## Work request A
Answer these questions using the assisted suicide article:
(i) How much did Michael Irwin pay toward Ray Cutkelvin's visit to the Dignitas facility?
(ii) In what year did the General Medical Council strike Irwin off?
(iii) What is the maximum custodial sentence in Britain for assisted suicide?
## Work request B
Reproduce the passage of the assisted suicide article from "It was not that" to "a past attempt.", with no changes.

## Text
□ □ □ □ □ □ □

Sunday, 27 June 2010

What will it take for the Director of Public Prosecutions (DPP) actually to prosecute someone for assisted suicide?

The Director of Public Prosecutions (DPP), Keir Starmer, whose job it is to prosecute people who break the law, announced last Friday that he did not consider it to be in the public interest to bring a case against former GP Michael Irwin (pictured), for assisting the suicide of pancreatic cancer sufferer Ray Cutkelvin in 2006.

It was not that he lacked evidence to do so. Irwin had literally begged the DPP to put him away so that he could become a martyr for the pro-euthanasia movement. He had even provided documentary evidence of his involvement in terms of a £1,500 payment towards paying for Cutkelvin's visit to the Dignitas Suicide facility in Zurich.

In fact, Irwin, previously chairman of the Voluntary Euthanasia Society (now euphemistically rebranded Dignity in Dying) has helped no less than nine people kill themselves, and had even been struck off by the General Medical Council in 2005 for a past attempt.

But nonetheless, the DPP judged that although he had clearly done the deed, it was not in the public interest to make him stand trial.

His justification for this was that Irwin’s case did not fulfil enough of the 22 ‘prosecution criteria’ that he had made public at the request of the Supreme Court ruling on the case of Debbie Purdy last July.

Assisted suicide remains illegal in Britain and still carries a custodial sentence of up to 14 years for convicted offenders. But of over 130 British citizens who have so far travelled to Switzerland to be helped to kill themselves, none have even been tried, let alone convicted.

□ □ □ □ □ □ □

## Dataset content
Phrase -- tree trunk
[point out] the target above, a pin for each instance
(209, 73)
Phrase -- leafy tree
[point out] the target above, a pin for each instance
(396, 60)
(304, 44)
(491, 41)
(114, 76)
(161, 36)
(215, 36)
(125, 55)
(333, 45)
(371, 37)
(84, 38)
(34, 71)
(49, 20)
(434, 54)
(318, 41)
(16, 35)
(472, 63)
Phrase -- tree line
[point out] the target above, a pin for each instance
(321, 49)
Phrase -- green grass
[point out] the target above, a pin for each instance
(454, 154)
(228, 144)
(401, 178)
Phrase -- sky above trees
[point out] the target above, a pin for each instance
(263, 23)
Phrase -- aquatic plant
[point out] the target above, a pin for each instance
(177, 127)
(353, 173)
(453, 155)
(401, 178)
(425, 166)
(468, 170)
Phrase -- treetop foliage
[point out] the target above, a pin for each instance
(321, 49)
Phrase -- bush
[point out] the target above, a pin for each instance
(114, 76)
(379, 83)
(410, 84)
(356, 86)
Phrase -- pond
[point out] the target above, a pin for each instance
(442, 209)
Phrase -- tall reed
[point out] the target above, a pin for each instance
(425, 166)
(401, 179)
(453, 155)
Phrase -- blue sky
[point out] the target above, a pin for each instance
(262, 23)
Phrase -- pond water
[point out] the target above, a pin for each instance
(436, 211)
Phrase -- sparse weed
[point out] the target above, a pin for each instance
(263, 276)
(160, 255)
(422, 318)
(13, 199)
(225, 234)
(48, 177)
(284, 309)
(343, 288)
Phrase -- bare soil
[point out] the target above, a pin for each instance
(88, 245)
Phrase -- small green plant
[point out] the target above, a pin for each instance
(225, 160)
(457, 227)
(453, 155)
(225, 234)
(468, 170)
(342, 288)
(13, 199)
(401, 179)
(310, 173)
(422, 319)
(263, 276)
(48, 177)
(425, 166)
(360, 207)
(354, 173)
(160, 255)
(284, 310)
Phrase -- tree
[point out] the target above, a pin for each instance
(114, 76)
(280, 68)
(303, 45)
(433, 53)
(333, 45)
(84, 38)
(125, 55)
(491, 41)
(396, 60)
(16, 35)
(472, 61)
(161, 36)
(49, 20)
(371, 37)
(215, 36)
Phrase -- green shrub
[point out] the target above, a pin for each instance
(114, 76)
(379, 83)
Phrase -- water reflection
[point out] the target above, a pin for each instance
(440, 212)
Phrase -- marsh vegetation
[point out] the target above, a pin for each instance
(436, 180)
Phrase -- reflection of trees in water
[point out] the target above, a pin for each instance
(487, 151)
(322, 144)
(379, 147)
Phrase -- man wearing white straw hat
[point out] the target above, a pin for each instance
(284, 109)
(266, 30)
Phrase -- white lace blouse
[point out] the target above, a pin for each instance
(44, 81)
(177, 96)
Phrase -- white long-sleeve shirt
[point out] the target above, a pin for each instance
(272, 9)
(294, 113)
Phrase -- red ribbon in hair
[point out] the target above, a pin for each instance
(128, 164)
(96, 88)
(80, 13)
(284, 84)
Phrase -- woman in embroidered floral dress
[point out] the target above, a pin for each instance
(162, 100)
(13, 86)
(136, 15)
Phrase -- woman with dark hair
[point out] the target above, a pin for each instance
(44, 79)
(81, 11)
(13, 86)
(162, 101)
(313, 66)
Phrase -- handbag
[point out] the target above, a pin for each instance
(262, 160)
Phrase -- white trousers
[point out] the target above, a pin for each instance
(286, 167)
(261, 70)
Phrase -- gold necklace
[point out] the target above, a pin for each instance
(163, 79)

□ □ □ □ □ □ □

## Exercise result A
(i) £1,500
(ii) 2005
(iii) Up to 14 years

## Exercise result B
It was not that he lacked evidence to do so. Irwin had literally begged the DPP to put him away so that he could become a martyr for the pro-euthanasia movement. He had even provided documentary evidence of his involvement in terms of a £1,500 payment towards paying for Cutkelvin's visit to the Dignitas Suicide facility in Zurich.

In fact, Irwin, previously chairman of the Voluntary Euthanasia Society (now euphemistically rebranded Dignity in Dying) has helped no less than nine people kill themselves, and had even been struck off by the General Medical Council in 2005 for a past attempt.